**Given information:**
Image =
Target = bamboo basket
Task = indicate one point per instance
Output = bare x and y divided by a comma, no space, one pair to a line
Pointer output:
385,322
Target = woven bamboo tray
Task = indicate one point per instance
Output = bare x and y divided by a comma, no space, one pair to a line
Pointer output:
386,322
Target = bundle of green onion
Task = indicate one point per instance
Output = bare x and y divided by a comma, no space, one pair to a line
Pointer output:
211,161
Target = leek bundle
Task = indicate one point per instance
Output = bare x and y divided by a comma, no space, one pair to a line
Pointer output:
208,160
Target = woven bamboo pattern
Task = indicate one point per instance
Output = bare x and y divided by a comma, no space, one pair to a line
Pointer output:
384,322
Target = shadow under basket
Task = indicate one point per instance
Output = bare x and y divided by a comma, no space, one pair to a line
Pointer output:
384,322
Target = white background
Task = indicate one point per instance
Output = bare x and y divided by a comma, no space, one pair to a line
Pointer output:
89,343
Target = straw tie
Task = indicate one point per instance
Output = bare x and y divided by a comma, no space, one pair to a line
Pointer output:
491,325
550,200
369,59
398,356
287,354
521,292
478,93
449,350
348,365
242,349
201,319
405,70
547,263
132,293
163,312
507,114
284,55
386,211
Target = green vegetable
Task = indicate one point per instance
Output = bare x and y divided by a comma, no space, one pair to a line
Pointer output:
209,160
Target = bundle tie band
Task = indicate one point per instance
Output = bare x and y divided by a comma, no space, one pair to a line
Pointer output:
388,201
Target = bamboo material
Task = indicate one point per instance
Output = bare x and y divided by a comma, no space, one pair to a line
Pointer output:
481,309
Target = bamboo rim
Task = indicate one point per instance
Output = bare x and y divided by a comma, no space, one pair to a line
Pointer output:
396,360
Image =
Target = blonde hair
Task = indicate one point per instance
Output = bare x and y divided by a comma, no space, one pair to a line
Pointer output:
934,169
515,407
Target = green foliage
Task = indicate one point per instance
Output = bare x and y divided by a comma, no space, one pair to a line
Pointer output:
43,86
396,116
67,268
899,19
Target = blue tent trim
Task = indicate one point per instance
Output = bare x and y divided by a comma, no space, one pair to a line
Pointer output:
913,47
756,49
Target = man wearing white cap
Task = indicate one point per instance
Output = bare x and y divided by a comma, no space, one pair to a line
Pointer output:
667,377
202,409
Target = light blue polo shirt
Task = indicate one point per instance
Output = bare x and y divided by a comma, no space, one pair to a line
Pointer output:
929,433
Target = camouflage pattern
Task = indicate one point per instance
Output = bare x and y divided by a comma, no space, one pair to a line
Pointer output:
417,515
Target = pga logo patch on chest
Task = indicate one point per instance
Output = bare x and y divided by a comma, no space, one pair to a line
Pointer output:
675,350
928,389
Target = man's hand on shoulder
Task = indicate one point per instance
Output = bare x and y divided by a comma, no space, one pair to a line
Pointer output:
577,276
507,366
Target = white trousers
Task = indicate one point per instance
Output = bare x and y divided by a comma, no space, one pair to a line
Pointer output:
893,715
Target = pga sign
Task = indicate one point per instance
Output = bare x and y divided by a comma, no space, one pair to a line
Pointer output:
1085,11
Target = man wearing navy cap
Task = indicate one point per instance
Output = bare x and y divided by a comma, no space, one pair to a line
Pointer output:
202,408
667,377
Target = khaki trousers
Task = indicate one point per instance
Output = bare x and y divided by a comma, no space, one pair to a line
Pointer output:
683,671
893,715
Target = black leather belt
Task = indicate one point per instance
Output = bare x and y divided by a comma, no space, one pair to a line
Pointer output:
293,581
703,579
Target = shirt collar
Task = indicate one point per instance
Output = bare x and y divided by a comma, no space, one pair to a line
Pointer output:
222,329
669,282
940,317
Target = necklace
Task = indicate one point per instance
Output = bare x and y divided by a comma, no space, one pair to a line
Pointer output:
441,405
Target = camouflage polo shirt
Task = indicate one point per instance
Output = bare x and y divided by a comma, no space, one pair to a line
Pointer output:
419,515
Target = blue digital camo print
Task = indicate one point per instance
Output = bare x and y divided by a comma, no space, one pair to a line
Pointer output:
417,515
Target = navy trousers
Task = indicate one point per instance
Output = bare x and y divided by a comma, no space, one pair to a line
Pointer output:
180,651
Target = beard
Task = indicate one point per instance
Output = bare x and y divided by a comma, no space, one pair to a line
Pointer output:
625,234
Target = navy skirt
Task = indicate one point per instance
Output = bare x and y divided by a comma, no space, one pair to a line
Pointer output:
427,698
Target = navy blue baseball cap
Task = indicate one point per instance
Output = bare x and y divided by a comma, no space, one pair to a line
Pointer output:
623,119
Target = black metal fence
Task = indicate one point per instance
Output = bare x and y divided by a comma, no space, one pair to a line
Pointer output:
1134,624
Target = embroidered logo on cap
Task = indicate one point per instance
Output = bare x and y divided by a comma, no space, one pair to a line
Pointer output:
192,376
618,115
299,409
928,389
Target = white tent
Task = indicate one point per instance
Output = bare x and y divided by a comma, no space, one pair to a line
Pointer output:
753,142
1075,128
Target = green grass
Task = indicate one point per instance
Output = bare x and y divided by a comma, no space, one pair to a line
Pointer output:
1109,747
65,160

**Task to carry out:** Your response must consist of all the records, retyped exactly.

**Solved problem:**
Image =
Target = bamboo basket
Task = indicate one point per instance
Output = bare x and y divided by a comma, no space, one pair to a line
Pointer output:
385,322
Target = woven bamboo tray
Task = indicate one point per instance
Output = bare x and y divided by a comma, no space, one pair to a line
Pointer output:
386,322
Target = bundle of green onion
Task = indicate one point per instance
Output = bare x and y divided by a comma, no space, one pair to a line
Pointer output:
211,161
Target = leek bundle
Task = indicate one point per instance
Output = bare x and y divided by a comma, no space, one pair to a line
Pointer output:
208,160
Target = woven bamboo pattern
Task = indicate one point per instance
Output = bare x and y divided by a comma, no space, one pair to a line
Pointer output:
384,322
Target = shadow under basket
Task = indicate one point per instance
Output = bare x and y divided by a comma, no space, one pair to a line
Pointer output:
384,322
Target = white background
Task = indicate one point per instance
Output = bare x and y divided by a comma, no space, one pair to a line
Pointer output:
89,343
Target = straw tie
Task = indicate one point per instance
Output = bare x and y divided by a comma, no space, one pair to a line
Pointer output:
491,325
550,200
369,59
398,356
287,354
521,292
478,93
449,350
348,365
242,349
201,319
405,70
547,263
132,293
163,312
507,114
284,55
386,211
Target = green vegetable
Task = indicate one point per instance
Output = bare x and y divided by a comma, no space, one pair to a line
Pointer output:
209,160
Target = bundle tie band
Task = indicate one point per instance
Output = bare x and y divided by a comma, no space, one pair to a line
Pointer output:
388,201
Target = bamboo material
Task = indicate one point per instance
Output = bare x and y divided by a comma, no space, one pair to a line
Pointer output:
481,309
Target = bamboo rim
Task = indicate one point per instance
Output = bare x and y divided by a comma, no space, one pair to a line
Pointer output:
396,360
Image =
Target = blonde hair
Task = indicate one point per instance
Output = bare x and y divided by a comma, no space, one pair to a line
Pointer output:
934,169
515,407
Target = green foliage
Task = indicate one point per instance
Output = bare x and y divided by a comma, no space, one pair to a line
Pointer output:
43,86
396,116
67,268
899,19
Target = blue tent trim
Task = indicate one point per instance
Output = bare x and y divided by a comma, no space, one pair to a line
Pointer output:
913,47
756,49
Target = man wearing white cap
Task = indicate one point per instance
Output = bare x and y divided by a comma, no space, one pair to a line
Pointer output:
667,377
202,409
Target = light blue polo shirt
Task = indicate one point per instance
Output = bare x and y divided by a comma, no space, one pair to a line
Pointer output:
929,433
Target = camouflage pattern
Task = indicate one point per instance
Output = bare x and y divided by a comma, no space, one pair to a line
Pointer output:
417,515
Target = pga logo patch on chest
Task = indicate one point per instance
Output = bare x and y divided by a comma, no space, one pair to a line
Pointer output:
675,350
928,389
Target = man's hand on shoulder
Task = indicate one point per instance
Output = bare x and y divided by a comma, no space, one pair to a line
Pointer output:
577,276
507,366
Target = white trousers
Task = indicate one point per instance
Output = bare x and y divided by a comma, no space, one pair to a line
Pointer output:
893,715
Target = pga sign
Task = indicate one point per instance
Output = bare x and y divided by a comma, no space, one pair to a line
Pointer output:
1085,11
Target = man wearing navy cap
Task = indicate one point per instance
Output = bare x and y divided by a comma, no space, one pair to a line
Pointer output:
202,408
667,377
Target = khaki trousers
Task = indicate one point per instance
Output = bare x and y divided by a comma, no space, one pair to a line
Pointer output:
683,671
893,715
Target = black leather belt
Task = indicate one point per instance
Output = bare x and y divided by a comma, no space, one pair to a line
Pointer output:
293,581
703,579
Target = shirt collar
Task = indicate one point per instance
Output = bare x and y divided by a comma, no space, one pair to a line
Pointer output:
222,329
669,282
940,317
Target = necklace
Task = indicate one point per instance
Output = bare x and y divided by a comma, no space, one pair to a line
Pointer output:
441,405
Target = camouflage polo shirt
Task = indicate one point per instance
Output = bare x and y divided by a comma, no space, one pair to a line
Pointer output:
419,515
Target = blue digital camo print
Task = indicate one point per instance
Output = bare x and y divided by a comma, no space, one pair to a line
Pointer output:
417,515
Target = navy trousers
Task = indicate one point per instance
Output = bare x and y divided by a comma, no space, one pair to a line
Pointer output:
180,651
Target = beard
Task = indicate one point per instance
Output = bare x and y divided by a comma, no space, one pair to a line
Pointer output:
625,234
Target = navy skirt
Task = indicate one point per instance
Output = bare x and y divided by a comma, no space, one pair to a line
Pointer output:
427,698
Target = navy blue baseball cap
Task = indicate one point per instance
Output = bare x and y divided by a comma, no space, one pair to a line
Pointer output:
623,119
Target = black metal fence
Task = indicate one point per instance
Output = bare x and y divided by a comma, no space, one pair to a line
Pointer output:
1134,624
Target = embroidered logo on cap
Task = indicate one point per instance
Output = bare x and y divided by a comma, no space, one pair to a line
Pointer output:
192,376
618,115
299,409
928,389
Target = white tent
Task = indicate one point per instance
Output = bare x and y divided by a comma, no space, one pair to a line
Pointer output:
753,142
1075,128
Target = green grass
Task = indicate one point per instance
Output = bare x and y divided by a comma, no space, one pair to a line
Pointer output:
1109,747
65,160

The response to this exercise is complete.